**LISTED RECORDS**
- - - -

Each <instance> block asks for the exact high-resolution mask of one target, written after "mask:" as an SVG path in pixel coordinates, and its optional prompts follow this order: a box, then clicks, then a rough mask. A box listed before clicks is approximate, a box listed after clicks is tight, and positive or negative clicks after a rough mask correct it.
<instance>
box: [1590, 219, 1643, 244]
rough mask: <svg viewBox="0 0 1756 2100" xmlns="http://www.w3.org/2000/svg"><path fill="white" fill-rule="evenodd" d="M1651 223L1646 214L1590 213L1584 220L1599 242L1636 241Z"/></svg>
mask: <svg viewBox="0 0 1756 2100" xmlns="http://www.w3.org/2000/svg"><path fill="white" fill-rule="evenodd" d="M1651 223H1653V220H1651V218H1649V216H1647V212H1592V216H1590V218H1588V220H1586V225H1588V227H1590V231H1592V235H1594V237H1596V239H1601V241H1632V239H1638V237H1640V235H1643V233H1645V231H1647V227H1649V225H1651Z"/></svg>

- - - -

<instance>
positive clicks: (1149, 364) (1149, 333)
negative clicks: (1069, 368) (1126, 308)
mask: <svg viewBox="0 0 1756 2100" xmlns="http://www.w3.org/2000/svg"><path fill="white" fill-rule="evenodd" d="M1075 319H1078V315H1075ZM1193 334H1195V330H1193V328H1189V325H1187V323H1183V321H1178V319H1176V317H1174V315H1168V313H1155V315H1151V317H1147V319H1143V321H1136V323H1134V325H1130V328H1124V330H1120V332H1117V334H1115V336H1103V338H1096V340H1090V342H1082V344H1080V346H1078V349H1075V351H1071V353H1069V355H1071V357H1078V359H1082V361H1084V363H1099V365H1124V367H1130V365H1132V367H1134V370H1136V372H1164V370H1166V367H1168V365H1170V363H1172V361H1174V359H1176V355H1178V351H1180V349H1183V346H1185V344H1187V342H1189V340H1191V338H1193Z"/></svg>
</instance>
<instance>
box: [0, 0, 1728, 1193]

- - - -

**YOUR OBJECTIVE**
Using the listing above, say how many of its lines contain the string "positive", giving nothing but the figure.

**WRITTEN ANSWER**
2